## TASK DESCRIPTION:
Which lines of the material contain the string "window"? Report each of those lines in full.

◆ ◆ ◆ ◆

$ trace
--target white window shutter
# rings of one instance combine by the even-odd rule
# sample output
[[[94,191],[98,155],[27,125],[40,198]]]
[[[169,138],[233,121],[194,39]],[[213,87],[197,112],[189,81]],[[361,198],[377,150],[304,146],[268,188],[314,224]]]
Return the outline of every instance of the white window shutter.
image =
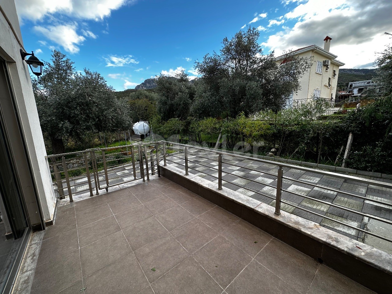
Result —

◆ ◆ ◆ ◆

## TASK RESULT:
--target white window shutter
Return the outline of every instance of the white window shutter.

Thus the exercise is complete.